Entries from a point annotation set:

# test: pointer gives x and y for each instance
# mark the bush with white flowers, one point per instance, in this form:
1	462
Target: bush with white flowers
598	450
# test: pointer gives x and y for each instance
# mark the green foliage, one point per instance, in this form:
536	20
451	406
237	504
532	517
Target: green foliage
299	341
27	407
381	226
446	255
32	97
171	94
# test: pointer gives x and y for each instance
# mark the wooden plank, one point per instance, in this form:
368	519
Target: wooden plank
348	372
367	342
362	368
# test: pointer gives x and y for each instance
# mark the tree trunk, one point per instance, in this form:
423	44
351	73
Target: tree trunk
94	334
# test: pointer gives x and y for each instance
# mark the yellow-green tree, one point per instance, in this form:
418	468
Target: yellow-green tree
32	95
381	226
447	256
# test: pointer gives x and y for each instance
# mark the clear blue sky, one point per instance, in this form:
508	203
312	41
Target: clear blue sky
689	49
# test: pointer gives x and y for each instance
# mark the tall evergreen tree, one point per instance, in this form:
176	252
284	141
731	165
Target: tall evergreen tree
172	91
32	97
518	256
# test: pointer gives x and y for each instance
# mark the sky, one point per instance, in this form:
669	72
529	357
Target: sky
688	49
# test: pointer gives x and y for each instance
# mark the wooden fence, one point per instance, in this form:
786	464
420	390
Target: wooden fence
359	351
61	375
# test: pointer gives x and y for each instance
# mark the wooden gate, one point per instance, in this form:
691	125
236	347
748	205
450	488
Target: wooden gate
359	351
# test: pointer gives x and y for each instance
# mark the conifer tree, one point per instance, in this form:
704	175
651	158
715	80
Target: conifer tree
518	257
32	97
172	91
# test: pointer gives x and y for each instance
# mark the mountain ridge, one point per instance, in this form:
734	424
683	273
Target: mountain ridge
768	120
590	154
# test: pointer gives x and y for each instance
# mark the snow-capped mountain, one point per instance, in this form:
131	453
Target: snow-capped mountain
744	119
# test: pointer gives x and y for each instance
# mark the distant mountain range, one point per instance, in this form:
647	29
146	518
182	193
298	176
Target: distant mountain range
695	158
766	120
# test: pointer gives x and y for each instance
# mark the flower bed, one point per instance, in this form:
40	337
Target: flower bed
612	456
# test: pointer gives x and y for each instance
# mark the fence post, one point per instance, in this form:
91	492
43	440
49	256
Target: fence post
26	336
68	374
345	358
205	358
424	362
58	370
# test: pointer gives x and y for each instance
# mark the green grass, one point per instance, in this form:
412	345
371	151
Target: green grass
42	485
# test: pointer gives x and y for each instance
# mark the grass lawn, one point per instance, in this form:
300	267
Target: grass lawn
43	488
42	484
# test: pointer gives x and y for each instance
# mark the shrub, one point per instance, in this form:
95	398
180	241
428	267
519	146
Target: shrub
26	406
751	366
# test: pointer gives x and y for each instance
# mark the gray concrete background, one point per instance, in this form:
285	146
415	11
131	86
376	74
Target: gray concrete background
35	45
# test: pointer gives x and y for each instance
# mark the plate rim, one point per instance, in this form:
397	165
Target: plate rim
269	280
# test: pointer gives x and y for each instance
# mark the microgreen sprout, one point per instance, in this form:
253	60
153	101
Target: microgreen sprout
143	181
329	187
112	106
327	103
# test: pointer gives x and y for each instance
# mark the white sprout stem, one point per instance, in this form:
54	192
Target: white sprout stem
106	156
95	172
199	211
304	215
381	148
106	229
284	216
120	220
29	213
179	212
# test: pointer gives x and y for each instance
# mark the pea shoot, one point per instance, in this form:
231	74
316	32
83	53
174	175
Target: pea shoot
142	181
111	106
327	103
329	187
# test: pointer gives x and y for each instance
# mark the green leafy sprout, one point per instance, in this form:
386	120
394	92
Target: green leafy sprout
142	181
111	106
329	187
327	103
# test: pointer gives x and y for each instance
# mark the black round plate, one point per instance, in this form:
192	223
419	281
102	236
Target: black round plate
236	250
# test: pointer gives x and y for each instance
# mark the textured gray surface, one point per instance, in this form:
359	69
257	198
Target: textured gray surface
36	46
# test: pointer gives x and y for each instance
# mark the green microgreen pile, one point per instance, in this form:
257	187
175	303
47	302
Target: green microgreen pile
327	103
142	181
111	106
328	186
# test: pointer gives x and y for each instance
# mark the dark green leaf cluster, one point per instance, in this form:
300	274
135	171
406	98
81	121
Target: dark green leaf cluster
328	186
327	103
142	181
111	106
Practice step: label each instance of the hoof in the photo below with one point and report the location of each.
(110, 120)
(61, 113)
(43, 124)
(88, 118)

** Directive **
Return all of the data exactly as it reads.

** In response **
# test: pointer gives x and y for each instance
# mark the bush with white flowers, one point per instance, in this form:
1	462
Target: bush with white flowers
598	450
# test: pointer gives x and y for each instance
# mark the green foliage, one point per instance, in this form:
536	20
451	406
237	504
532	517
Target: green foliage
299	341
27	407
381	226
446	255
32	97
171	94
# test: pointer gives x and y for each instance
# mark the wooden plank, one point per instance, in this form:
368	519
Target: wooden plank
348	372
367	342
362	368
# test: pointer gives x and y for each instance
# mark the tree trunk, one point per instance, in this form:
423	44
351	73
Target: tree trunk
94	334
# test: pointer gives x and y for each instance
# mark the yellow-green tree, one point per instance, in this form:
418	468
Target: yellow-green tree
32	95
381	226
447	256
# test: pointer gives x and y for each instance
# mark the clear blue sky, one point per instance, in this form:
508	203
312	41
Target: clear blue sky
689	49
# test: pointer gives x and y for each instance
# mark the tall evergreen tree, one point per instance, in this form:
176	252
284	141
731	165
Target: tall evergreen tree
172	91
32	97
518	256
# test: pointer gives x and y for each instance
# mark the sky, one point per instance, in this form:
669	72
529	357
Target: sky
688	49
# test: pointer gives x and y for each instance
# mark the wooden fence, one point per instance, in this form:
786	464
420	390
Target: wooden fence
359	351
61	375
# test: pointer gives x and y for each instance
# mark the wooden gate, one point per instance, in this form:
691	125
236	347
748	205
450	488
Target: wooden gate
359	351
# test: pointer gives x and y for each instance
# mark the conifer tree, one point per instance, in this form:
704	175
651	158
715	80
Target: conifer tree
518	257
32	97
172	91
# test: pointer gives x and y for each instance
# mark the mountain ridge, one point per instance, in this form:
734	424
683	273
Target: mountain ridge
768	120
590	154
# test: pointer gives x and y for each instance
# mark the snow-capped mountain, one point per instance, in this form:
131	453
Target: snow-capped mountain
744	119
# test: pointer gives x and y for each instance
# mark the distant mountain range, one point per instance, in this form:
647	29
146	518
182	193
298	176
Target: distant mountain range
695	158
766	120
# test: pointer gives x and y for each instance
# mark the flower bed, one point per instance, in this form:
40	337
Target: flower bed
612	456
# test: pointer gives x and y for each instance
# mark the fence post, one point per instance, in this form:
91	492
43	440
49	256
Target: fence post
26	336
68	374
345	358
205	358
424	362
58	370
# test: pointer gives x and y for each instance
# mark the green grass, one point per instance, in this form:
412	345
371	151
Target: green grass
42	485
# test: pointer gives x and y for each instance
# mark the grass lawn, one point per instance, in this form:
300	267
Target: grass lawn
43	488
42	484
# test: pointer gives x and y for each instance
# mark the shrub, one point per instance, in this form:
95	398
180	241
428	267
519	146
Target: shrub
26	406
751	366
# test: pointer gives x and y for each instance
# mark the gray concrete background, one point per instance, in this form:
285	146
415	11
131	86
376	74
Target: gray concrete background
35	45
# test: pointer gives x and y for each instance
# mark the plate rim, one point per instance, in this form:
397	165
Target: plate rim
269	280
# test: pointer gives x and y for each instance
# mark the microgreen sprout, one point per instance, in this form:
253	60
153	101
Target: microgreen sprout
143	181
329	187
112	106
327	103
# test: pointer gives x and y for each instance
# mark the white sprout stem, one point per instance, in this form:
54	192
Target: white sprout stem
106	156
95	172
199	211
304	215
381	148
106	229
284	216
120	220
29	213
179	212
# test: pointer gives x and y for each instance
# mark the pea shoot, one point per instance, in this form:
231	74
316	32
83	53
174	175
Target: pea shoot
142	181
111	106
327	103
329	187
# test: pointer gives x and y for each instance
# mark the green leafy sprout, one point per instance, in this form:
386	120
394	92
Target: green leafy sprout
142	181
111	106
329	187
327	103
# test: pointer gives x and y for each instance
# mark the black round plate, one point per instance, in this form:
192	223
419	281
102	236
Target: black round plate
236	250
# test: pointer gives x and y for each instance
# mark the textured gray surface, one point per instance, in this form:
359	69
257	198
Target: textured gray surface
36	46
# test: pointer gives x and y for each instance
# mark the green microgreen pile, one point per instance, in this form:
257	187
175	303
47	302
Target: green microgreen pile
327	103
142	181
111	106
328	186
# test: pointer gives x and y for each instance
# mark the dark green leaf cluster, one point per instance, in this form:
300	274
135	171
406	98
81	121
Target: dark green leaf cluster
328	186
327	103
142	181
111	106
Practice step: label each instance of the hoof in the photo below with one point and report the location of each.
(110, 120)
(61, 113)
(43, 124)
(88, 118)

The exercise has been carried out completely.